활동 안내
아래의 모든 기록을 기록 하나당 한 행씩 두 열짜리 CSV로 정리하되, 첫 열 "입력"에는 기록의 글을, 둘째 열 "결과"에는 그 답을 넣으시오. 각 값은 큰따옴표로 묶은 한 필드에 담고, 줄바꿈은 공백으로 바꾸시오.
:: 저장된 행
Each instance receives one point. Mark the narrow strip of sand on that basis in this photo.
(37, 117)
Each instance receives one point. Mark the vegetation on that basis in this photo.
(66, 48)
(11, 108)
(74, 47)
::::
예상 답안
입력,결과
"Each instance receives one point. Mark the narrow strip of sand on that basis in this photo.","(37, 117)"
"Each instance receives one point. Mark the vegetation on that basis in this photo.","(66, 48) (11, 108) (74, 47)"